- [Record list]:

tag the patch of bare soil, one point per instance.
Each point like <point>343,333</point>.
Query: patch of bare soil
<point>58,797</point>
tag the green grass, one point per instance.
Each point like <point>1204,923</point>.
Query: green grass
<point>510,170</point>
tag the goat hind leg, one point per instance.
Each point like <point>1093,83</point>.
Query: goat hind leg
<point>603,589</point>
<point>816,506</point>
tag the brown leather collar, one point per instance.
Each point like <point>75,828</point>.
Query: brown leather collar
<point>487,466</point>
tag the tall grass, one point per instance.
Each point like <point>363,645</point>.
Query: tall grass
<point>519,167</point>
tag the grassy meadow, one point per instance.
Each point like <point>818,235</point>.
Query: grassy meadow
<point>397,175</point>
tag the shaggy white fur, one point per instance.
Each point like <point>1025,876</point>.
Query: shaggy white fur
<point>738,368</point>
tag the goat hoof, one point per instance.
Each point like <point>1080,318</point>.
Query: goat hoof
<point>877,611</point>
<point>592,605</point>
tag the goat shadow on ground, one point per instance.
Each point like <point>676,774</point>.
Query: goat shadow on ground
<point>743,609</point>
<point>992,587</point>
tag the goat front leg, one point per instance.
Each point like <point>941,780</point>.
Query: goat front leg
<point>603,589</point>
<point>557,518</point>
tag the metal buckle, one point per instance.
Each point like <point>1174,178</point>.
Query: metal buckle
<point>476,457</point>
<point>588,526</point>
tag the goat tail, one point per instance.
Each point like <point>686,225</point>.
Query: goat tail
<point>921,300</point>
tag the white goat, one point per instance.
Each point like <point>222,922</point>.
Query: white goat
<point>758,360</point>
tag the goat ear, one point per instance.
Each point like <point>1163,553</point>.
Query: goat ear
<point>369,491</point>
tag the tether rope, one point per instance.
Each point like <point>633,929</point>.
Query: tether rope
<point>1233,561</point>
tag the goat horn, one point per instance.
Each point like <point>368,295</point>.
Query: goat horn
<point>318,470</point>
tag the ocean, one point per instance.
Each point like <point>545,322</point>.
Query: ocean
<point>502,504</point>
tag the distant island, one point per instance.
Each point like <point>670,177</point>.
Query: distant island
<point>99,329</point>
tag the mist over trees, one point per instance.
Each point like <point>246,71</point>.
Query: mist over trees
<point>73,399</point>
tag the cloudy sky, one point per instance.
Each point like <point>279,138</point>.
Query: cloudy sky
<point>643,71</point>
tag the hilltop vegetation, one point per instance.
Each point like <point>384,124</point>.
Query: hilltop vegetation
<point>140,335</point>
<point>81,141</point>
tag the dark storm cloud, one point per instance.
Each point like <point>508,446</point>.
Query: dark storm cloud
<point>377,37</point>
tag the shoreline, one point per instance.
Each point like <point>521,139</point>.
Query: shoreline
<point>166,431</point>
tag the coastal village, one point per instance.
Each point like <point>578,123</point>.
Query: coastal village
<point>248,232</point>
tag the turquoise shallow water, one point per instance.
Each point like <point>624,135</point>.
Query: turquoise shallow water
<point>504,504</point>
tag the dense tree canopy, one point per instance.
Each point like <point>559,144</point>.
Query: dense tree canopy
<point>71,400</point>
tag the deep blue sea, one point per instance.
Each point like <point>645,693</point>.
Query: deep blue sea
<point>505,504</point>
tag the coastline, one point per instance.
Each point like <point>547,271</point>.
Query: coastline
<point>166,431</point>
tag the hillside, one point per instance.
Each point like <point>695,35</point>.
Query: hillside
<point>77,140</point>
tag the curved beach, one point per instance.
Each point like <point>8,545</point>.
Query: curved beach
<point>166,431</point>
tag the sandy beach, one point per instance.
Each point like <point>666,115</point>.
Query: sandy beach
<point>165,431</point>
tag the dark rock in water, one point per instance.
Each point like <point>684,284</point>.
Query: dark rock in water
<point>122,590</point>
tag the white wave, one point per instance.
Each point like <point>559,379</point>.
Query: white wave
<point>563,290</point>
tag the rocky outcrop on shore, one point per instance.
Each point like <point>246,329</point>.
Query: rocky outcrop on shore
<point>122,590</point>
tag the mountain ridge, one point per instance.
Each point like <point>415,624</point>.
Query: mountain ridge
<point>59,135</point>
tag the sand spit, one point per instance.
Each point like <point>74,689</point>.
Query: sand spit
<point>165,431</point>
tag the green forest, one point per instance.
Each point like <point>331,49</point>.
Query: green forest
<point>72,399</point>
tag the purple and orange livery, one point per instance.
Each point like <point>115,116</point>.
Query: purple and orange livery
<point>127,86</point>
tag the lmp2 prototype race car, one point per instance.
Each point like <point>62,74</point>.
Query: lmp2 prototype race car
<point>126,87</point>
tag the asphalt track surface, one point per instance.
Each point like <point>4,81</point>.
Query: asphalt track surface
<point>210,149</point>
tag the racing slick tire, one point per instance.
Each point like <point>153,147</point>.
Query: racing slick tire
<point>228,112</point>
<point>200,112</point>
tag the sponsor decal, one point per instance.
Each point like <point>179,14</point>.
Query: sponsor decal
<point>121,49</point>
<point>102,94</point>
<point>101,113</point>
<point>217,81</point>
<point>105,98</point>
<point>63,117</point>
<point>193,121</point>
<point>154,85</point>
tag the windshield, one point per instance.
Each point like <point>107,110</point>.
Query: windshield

- [The task]:
Return the rows above without any change, starting at the line that contains "tag the goat hind" and ending at the line that contains "<point>1233,561</point>". Include both of those lines.

- [Finished task]:
tag the goat hind leg, one point per instance.
Each point like <point>1093,83</point>.
Query: goat hind leg
<point>603,589</point>
<point>816,506</point>
tag the brown leather collar, one point per instance.
Each point like <point>75,828</point>.
Query: brown leather collar
<point>487,466</point>
tag the tall grass, one point per instance.
Each point like <point>363,645</point>.
Query: tall grass
<point>519,167</point>
tag the grassy meadow, one point per instance.
Each point like <point>818,235</point>.
Query: grassy meadow
<point>397,175</point>
tag the shaggy white fur, one point per instance.
Each point like <point>1025,876</point>.
Query: shaggy white fur
<point>738,368</point>
tag the goat hoof, one point per instance.
Each point like <point>1080,318</point>.
Query: goat hoof
<point>877,611</point>
<point>592,605</point>
tag the goat shadow on ground, one point per instance.
Each point like <point>676,774</point>.
Query: goat shadow on ground
<point>743,609</point>
<point>992,587</point>
tag the goat front leg, one point per instance.
Each point like <point>941,780</point>.
Query: goat front leg
<point>603,589</point>
<point>557,518</point>
tag the metal buckle, one point per instance.
Each point like <point>1174,178</point>.
Query: metal buckle
<point>476,457</point>
<point>588,526</point>
tag the goat tail, one point per instance.
Each point like <point>686,225</point>.
Query: goat tail
<point>921,300</point>
tag the white goat, one point per instance.
Each point like <point>222,922</point>.
Query: white goat
<point>758,360</point>
tag the goat ear, one point per instance.
Each point like <point>1163,553</point>.
Query: goat ear
<point>369,491</point>
tag the tether rope, one point per instance.
Each point like <point>633,929</point>.
Query: tether rope
<point>1233,561</point>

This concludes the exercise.